Tugas yang Diberikan a> Dalam berita tentang kualitas udara Jakarta di bawah, berapa angka indeks kualitas udara (AQI) Jakarta yang tercatat pukul 05.00 WIB?

Jakarta, BeritaKita — Kualitas udara di Ibu Kota Jakarta pada Selasa pagi ini kembali tercatat dalam kategori tidak sehat. Berdasarkan data dari laman pemantau kualitas udara IQAir pada pukul 05.00 WIB, indeks kualitas udara (AQI) Jakarta mencapai angka 162, yang berarti berada dalam level “tidak sehat” bagi kelompok sensitif maupun masyarakat umum.
Nilai tersebut disertai dengan tingkat konsentrasi partikel PM 2,5 sebesar 70,5 mikrogram per meter kubik, atau 14,1 kali lebih tinggi dibandingkan nilai ambang batas tahunan yang direkomendasikan oleh Organisasi Kesehatan Dunia (WHO).
Partikel PM 2,5 merupakan polutan halus berukuran kurang dari 2,5 mikrometer yang bisa berasal dari debu, asap kendaraan, dan sisa pembakaran industri. Karena ukurannya sangat kecil, partikel ini dapat masuk hingga ke sistem pernapasan bawah dan berpotensi memicu gangguan kesehatan serius.

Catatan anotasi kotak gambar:

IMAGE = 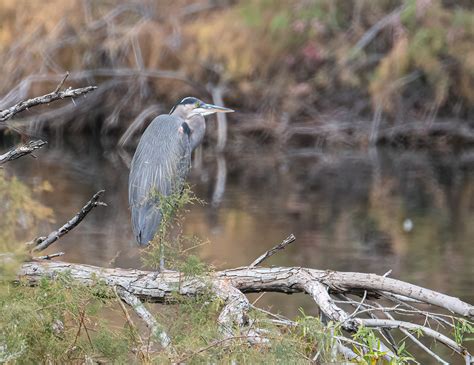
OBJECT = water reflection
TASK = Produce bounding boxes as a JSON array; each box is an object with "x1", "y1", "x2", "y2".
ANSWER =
[{"x1": 7, "y1": 140, "x2": 474, "y2": 315}]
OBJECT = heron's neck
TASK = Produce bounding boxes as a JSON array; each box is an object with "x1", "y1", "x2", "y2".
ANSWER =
[{"x1": 186, "y1": 114, "x2": 206, "y2": 150}]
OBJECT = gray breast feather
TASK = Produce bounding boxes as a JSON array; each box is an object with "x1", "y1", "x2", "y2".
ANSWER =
[{"x1": 128, "y1": 115, "x2": 191, "y2": 245}]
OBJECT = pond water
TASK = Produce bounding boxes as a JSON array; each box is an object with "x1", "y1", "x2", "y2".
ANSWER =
[
  {"x1": 7, "y1": 139, "x2": 474, "y2": 315},
  {"x1": 2, "y1": 139, "x2": 474, "y2": 338}
]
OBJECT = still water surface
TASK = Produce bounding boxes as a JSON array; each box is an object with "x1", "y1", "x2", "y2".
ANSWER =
[{"x1": 8, "y1": 139, "x2": 474, "y2": 316}]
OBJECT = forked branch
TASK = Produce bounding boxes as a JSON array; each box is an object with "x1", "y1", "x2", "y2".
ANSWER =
[
  {"x1": 0, "y1": 73, "x2": 97, "y2": 122},
  {"x1": 31, "y1": 190, "x2": 107, "y2": 252},
  {"x1": 0, "y1": 139, "x2": 47, "y2": 165}
]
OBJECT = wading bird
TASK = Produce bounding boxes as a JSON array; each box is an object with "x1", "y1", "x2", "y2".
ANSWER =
[{"x1": 128, "y1": 97, "x2": 233, "y2": 246}]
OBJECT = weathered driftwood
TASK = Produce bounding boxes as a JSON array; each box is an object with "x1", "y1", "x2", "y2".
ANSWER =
[
  {"x1": 0, "y1": 139, "x2": 47, "y2": 165},
  {"x1": 20, "y1": 261, "x2": 474, "y2": 361},
  {"x1": 30, "y1": 190, "x2": 107, "y2": 252},
  {"x1": 0, "y1": 73, "x2": 97, "y2": 122}
]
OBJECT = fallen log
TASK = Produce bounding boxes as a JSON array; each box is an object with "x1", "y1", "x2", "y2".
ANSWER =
[{"x1": 19, "y1": 261, "x2": 474, "y2": 362}]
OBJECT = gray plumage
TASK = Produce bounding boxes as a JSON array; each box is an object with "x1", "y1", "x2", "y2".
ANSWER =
[
  {"x1": 128, "y1": 115, "x2": 191, "y2": 245},
  {"x1": 128, "y1": 97, "x2": 233, "y2": 246}
]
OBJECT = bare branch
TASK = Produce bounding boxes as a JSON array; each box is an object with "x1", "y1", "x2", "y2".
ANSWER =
[
  {"x1": 0, "y1": 139, "x2": 47, "y2": 165},
  {"x1": 53, "y1": 71, "x2": 69, "y2": 94},
  {"x1": 0, "y1": 82, "x2": 97, "y2": 122},
  {"x1": 116, "y1": 287, "x2": 171, "y2": 348},
  {"x1": 249, "y1": 233, "x2": 296, "y2": 267},
  {"x1": 33, "y1": 190, "x2": 106, "y2": 251},
  {"x1": 19, "y1": 261, "x2": 474, "y2": 359},
  {"x1": 33, "y1": 252, "x2": 65, "y2": 260}
]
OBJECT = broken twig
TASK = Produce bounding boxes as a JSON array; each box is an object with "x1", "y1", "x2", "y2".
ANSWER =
[
  {"x1": 0, "y1": 73, "x2": 97, "y2": 122},
  {"x1": 0, "y1": 139, "x2": 47, "y2": 165},
  {"x1": 33, "y1": 190, "x2": 107, "y2": 251},
  {"x1": 249, "y1": 233, "x2": 296, "y2": 267}
]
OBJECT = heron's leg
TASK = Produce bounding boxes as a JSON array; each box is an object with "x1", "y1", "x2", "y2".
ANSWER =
[{"x1": 160, "y1": 242, "x2": 165, "y2": 272}]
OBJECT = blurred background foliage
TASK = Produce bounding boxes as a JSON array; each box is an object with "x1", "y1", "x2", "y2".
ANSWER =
[{"x1": 0, "y1": 0, "x2": 474, "y2": 145}]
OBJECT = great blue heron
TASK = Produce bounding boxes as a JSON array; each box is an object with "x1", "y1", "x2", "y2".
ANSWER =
[{"x1": 128, "y1": 97, "x2": 233, "y2": 246}]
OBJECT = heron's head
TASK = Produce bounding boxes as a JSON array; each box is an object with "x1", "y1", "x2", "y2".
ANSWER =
[{"x1": 170, "y1": 96, "x2": 233, "y2": 119}]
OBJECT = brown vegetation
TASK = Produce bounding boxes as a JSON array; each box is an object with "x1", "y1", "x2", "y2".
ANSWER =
[{"x1": 0, "y1": 0, "x2": 474, "y2": 143}]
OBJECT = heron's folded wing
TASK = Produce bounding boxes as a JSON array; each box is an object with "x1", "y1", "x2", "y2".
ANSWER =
[{"x1": 128, "y1": 115, "x2": 191, "y2": 245}]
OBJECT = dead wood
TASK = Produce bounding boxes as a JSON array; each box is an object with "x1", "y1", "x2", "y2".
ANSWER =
[
  {"x1": 0, "y1": 139, "x2": 47, "y2": 165},
  {"x1": 20, "y1": 261, "x2": 474, "y2": 361}
]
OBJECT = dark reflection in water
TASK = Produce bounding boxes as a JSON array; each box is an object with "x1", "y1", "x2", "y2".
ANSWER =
[{"x1": 4, "y1": 139, "x2": 474, "y2": 315}]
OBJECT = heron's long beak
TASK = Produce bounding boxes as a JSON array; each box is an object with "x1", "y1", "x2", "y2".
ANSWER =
[{"x1": 199, "y1": 104, "x2": 234, "y2": 115}]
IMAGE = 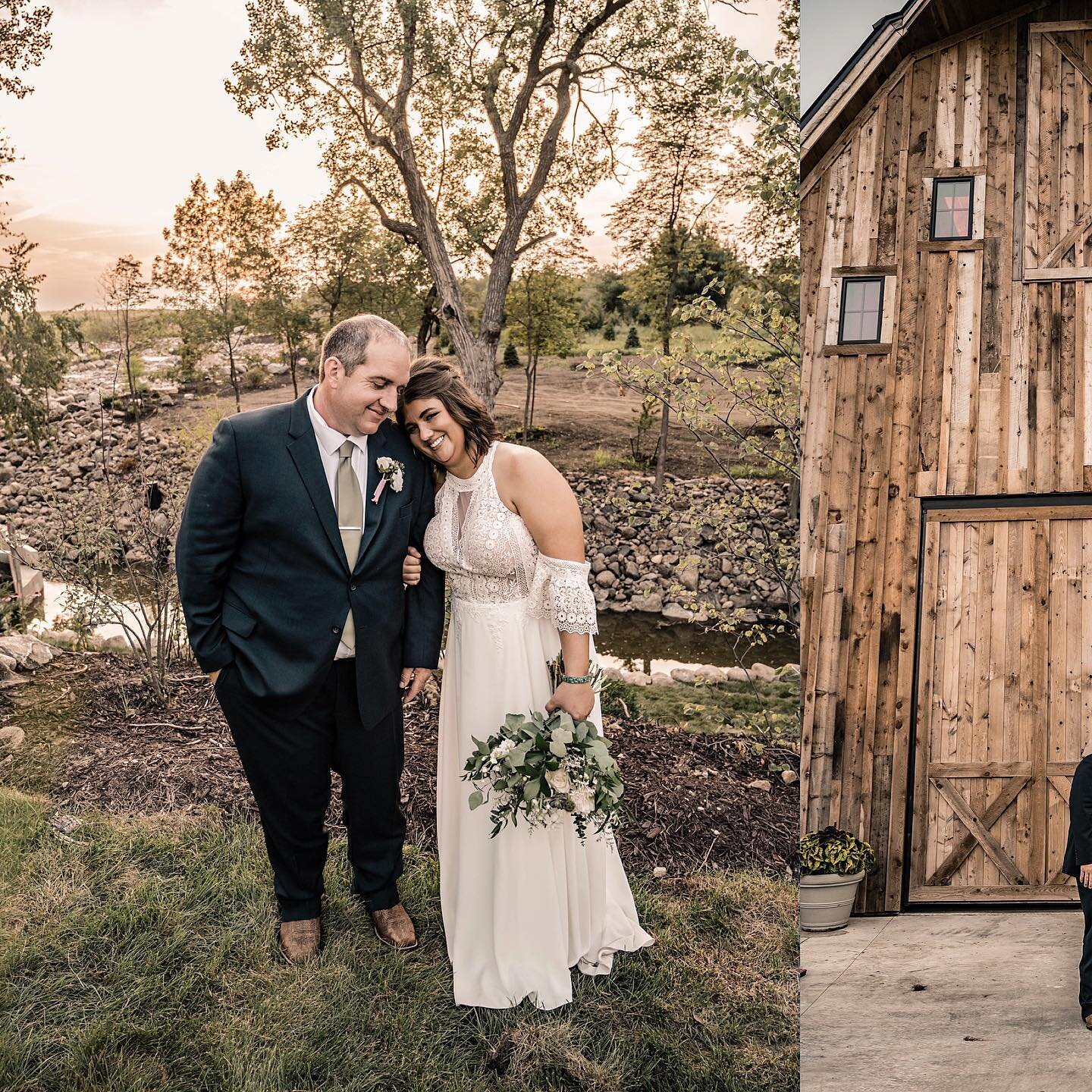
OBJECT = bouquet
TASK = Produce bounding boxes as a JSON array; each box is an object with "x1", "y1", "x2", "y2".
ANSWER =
[{"x1": 463, "y1": 665, "x2": 623, "y2": 841}]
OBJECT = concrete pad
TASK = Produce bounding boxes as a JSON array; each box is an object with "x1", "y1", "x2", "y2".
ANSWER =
[{"x1": 801, "y1": 908, "x2": 1092, "y2": 1092}]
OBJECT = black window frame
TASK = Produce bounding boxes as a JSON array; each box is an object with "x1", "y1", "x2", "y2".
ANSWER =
[
  {"x1": 837, "y1": 276, "x2": 886, "y2": 345},
  {"x1": 929, "y1": 174, "x2": 974, "y2": 243}
]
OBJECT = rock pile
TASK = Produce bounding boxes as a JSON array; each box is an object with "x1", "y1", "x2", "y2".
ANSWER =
[{"x1": 570, "y1": 474, "x2": 797, "y2": 621}]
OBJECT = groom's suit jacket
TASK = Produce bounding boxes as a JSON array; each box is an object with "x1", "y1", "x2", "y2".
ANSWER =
[
  {"x1": 176, "y1": 393, "x2": 444, "y2": 726},
  {"x1": 1062, "y1": 755, "x2": 1092, "y2": 876}
]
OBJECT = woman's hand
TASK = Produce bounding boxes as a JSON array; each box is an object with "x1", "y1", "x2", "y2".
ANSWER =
[
  {"x1": 546, "y1": 682, "x2": 595, "y2": 720},
  {"x1": 402, "y1": 546, "x2": 420, "y2": 588}
]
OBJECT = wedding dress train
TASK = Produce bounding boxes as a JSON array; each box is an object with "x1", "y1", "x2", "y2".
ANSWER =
[{"x1": 425, "y1": 444, "x2": 653, "y2": 1009}]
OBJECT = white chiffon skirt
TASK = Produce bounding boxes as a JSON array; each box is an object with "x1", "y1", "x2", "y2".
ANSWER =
[{"x1": 437, "y1": 598, "x2": 653, "y2": 1009}]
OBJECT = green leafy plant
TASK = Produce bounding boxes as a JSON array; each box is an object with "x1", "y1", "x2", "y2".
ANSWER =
[{"x1": 801, "y1": 827, "x2": 876, "y2": 876}]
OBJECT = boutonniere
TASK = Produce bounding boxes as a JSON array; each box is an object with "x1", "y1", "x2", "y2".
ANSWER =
[{"x1": 372, "y1": 455, "x2": 405, "y2": 504}]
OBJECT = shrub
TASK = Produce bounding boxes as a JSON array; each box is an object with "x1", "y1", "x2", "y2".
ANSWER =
[{"x1": 801, "y1": 827, "x2": 876, "y2": 876}]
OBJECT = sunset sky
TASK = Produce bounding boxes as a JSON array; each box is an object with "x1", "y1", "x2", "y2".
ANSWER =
[{"x1": 3, "y1": 0, "x2": 786, "y2": 309}]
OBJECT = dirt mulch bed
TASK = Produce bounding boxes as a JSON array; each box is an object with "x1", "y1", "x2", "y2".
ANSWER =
[{"x1": 21, "y1": 655, "x2": 799, "y2": 874}]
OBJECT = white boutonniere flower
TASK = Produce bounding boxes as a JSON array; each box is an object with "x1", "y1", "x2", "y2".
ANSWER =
[{"x1": 372, "y1": 455, "x2": 405, "y2": 504}]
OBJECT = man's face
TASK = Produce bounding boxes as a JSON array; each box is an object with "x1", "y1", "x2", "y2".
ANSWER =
[{"x1": 325, "y1": 337, "x2": 410, "y2": 436}]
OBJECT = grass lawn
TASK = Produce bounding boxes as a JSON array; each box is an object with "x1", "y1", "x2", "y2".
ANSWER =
[{"x1": 0, "y1": 789, "x2": 799, "y2": 1092}]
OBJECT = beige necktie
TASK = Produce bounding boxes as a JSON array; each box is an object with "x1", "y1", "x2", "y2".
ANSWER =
[{"x1": 334, "y1": 440, "x2": 364, "y2": 652}]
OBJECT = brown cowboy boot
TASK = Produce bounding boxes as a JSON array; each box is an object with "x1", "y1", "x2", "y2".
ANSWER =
[
  {"x1": 372, "y1": 902, "x2": 417, "y2": 952},
  {"x1": 278, "y1": 918, "x2": 322, "y2": 963}
]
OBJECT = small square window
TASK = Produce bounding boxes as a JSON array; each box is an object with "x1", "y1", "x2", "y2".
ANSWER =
[
  {"x1": 929, "y1": 178, "x2": 974, "y2": 239},
  {"x1": 837, "y1": 276, "x2": 883, "y2": 345}
]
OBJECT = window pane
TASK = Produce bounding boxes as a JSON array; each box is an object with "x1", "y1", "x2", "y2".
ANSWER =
[
  {"x1": 933, "y1": 178, "x2": 971, "y2": 239},
  {"x1": 839, "y1": 278, "x2": 883, "y2": 342}
]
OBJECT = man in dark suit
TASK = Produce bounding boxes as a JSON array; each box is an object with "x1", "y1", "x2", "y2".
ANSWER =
[
  {"x1": 176, "y1": 315, "x2": 444, "y2": 962},
  {"x1": 1062, "y1": 752, "x2": 1092, "y2": 1028}
]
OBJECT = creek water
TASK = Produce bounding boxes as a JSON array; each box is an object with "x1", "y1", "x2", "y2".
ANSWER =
[
  {"x1": 30, "y1": 580, "x2": 799, "y2": 675},
  {"x1": 595, "y1": 610, "x2": 801, "y2": 675}
]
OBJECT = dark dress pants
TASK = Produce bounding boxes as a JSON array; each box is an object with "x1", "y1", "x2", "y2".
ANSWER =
[
  {"x1": 1077, "y1": 880, "x2": 1092, "y2": 1019},
  {"x1": 215, "y1": 658, "x2": 406, "y2": 921}
]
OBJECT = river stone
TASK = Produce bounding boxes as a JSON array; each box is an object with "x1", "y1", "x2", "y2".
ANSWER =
[
  {"x1": 629, "y1": 592, "x2": 664, "y2": 613},
  {"x1": 0, "y1": 725, "x2": 27, "y2": 750},
  {"x1": 660, "y1": 603, "x2": 693, "y2": 621},
  {"x1": 693, "y1": 664, "x2": 724, "y2": 683},
  {"x1": 0, "y1": 633, "x2": 34, "y2": 667}
]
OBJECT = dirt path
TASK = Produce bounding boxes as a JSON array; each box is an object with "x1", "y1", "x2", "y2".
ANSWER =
[{"x1": 157, "y1": 362, "x2": 742, "y2": 477}]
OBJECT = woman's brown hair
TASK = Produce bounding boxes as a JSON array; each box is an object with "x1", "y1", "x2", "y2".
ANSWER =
[{"x1": 397, "y1": 356, "x2": 500, "y2": 464}]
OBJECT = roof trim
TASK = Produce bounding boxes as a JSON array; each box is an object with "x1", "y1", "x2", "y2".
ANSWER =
[{"x1": 801, "y1": 0, "x2": 933, "y2": 152}]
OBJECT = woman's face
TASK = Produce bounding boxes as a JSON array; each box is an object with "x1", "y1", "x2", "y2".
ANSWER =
[{"x1": 402, "y1": 399, "x2": 466, "y2": 466}]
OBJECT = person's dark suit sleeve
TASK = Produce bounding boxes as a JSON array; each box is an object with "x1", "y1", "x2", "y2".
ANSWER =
[
  {"x1": 174, "y1": 417, "x2": 243, "y2": 672},
  {"x1": 1069, "y1": 764, "x2": 1092, "y2": 864},
  {"x1": 402, "y1": 458, "x2": 444, "y2": 668}
]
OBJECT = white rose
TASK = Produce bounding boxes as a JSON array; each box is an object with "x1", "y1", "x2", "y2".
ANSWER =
[
  {"x1": 569, "y1": 785, "x2": 595, "y2": 816},
  {"x1": 546, "y1": 769, "x2": 571, "y2": 792},
  {"x1": 489, "y1": 739, "x2": 516, "y2": 762}
]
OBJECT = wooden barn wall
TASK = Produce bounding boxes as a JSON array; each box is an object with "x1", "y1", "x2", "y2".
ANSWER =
[{"x1": 802, "y1": 2, "x2": 1092, "y2": 911}]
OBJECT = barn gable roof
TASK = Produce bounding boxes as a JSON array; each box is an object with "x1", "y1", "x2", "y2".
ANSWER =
[{"x1": 801, "y1": 0, "x2": 1048, "y2": 178}]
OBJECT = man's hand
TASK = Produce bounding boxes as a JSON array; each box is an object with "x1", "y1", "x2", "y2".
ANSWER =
[
  {"x1": 402, "y1": 546, "x2": 420, "y2": 588},
  {"x1": 399, "y1": 667, "x2": 432, "y2": 705}
]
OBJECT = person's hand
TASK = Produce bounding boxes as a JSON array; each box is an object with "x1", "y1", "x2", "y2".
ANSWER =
[
  {"x1": 399, "y1": 667, "x2": 432, "y2": 705},
  {"x1": 546, "y1": 682, "x2": 595, "y2": 720},
  {"x1": 402, "y1": 546, "x2": 420, "y2": 588}
]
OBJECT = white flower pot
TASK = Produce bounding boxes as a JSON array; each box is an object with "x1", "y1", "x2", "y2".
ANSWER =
[{"x1": 801, "y1": 871, "x2": 864, "y2": 933}]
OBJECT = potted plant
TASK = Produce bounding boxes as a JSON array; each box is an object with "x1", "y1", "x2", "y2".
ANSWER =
[{"x1": 801, "y1": 827, "x2": 876, "y2": 933}]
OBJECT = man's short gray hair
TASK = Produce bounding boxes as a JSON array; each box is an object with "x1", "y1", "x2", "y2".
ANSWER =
[{"x1": 320, "y1": 315, "x2": 410, "y2": 377}]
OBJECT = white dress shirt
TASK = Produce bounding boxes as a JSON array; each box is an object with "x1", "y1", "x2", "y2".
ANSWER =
[{"x1": 307, "y1": 387, "x2": 372, "y2": 660}]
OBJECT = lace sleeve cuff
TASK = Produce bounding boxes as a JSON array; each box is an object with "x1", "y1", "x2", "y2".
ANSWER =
[{"x1": 531, "y1": 554, "x2": 600, "y2": 633}]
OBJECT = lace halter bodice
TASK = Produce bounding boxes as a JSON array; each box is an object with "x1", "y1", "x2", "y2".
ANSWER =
[{"x1": 425, "y1": 441, "x2": 598, "y2": 633}]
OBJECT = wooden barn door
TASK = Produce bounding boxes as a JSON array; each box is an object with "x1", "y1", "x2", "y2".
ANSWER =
[
  {"x1": 908, "y1": 504, "x2": 1092, "y2": 903},
  {"x1": 1017, "y1": 20, "x2": 1092, "y2": 281}
]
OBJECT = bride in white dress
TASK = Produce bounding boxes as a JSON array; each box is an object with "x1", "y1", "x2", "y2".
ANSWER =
[{"x1": 399, "y1": 357, "x2": 653, "y2": 1009}]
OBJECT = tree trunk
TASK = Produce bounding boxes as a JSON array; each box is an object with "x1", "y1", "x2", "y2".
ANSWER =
[
  {"x1": 653, "y1": 402, "x2": 672, "y2": 492},
  {"x1": 226, "y1": 334, "x2": 243, "y2": 413},
  {"x1": 417, "y1": 284, "x2": 440, "y2": 356}
]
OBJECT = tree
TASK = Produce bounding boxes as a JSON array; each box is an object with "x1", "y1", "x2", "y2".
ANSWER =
[
  {"x1": 603, "y1": 3, "x2": 801, "y2": 664},
  {"x1": 228, "y1": 0, "x2": 715, "y2": 407},
  {"x1": 153, "y1": 171, "x2": 285, "y2": 410},
  {"x1": 99, "y1": 255, "x2": 152, "y2": 450},
  {"x1": 507, "y1": 249, "x2": 580, "y2": 444},
  {"x1": 608, "y1": 68, "x2": 727, "y2": 491},
  {"x1": 0, "y1": 0, "x2": 82, "y2": 444}
]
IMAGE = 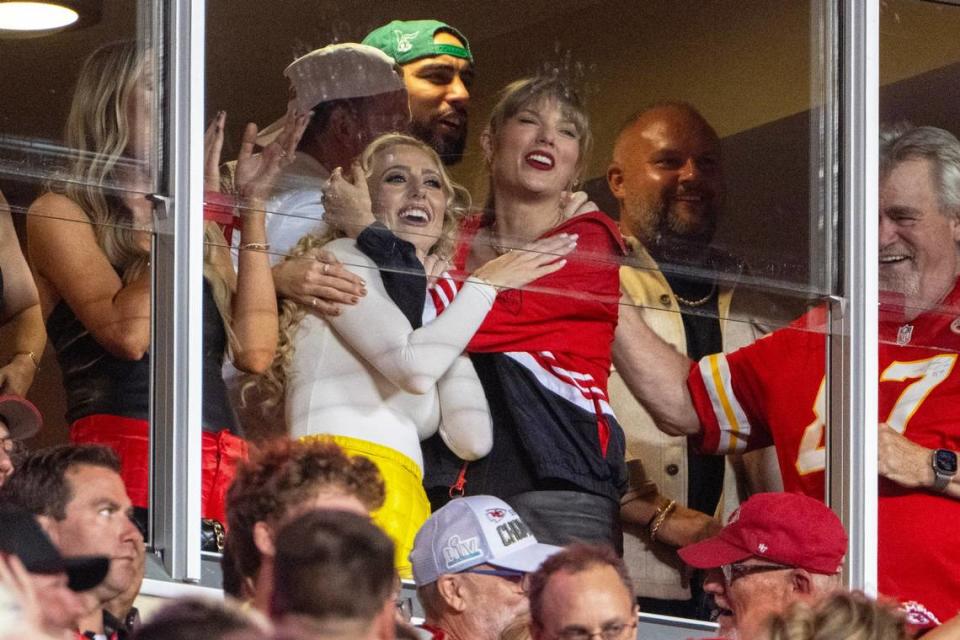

Tugas yang Diberikan b> Cari semua baris dalam catatan di atas yang mengandung kata "reflection", lalu salin setiap baris itu.

Hasil Akhir a> Indeks kualitas udara Jakarta mencapai angka 162.

Hasil Akhir b>
OBJECT = water reflection
OBJECT = dark reflection in water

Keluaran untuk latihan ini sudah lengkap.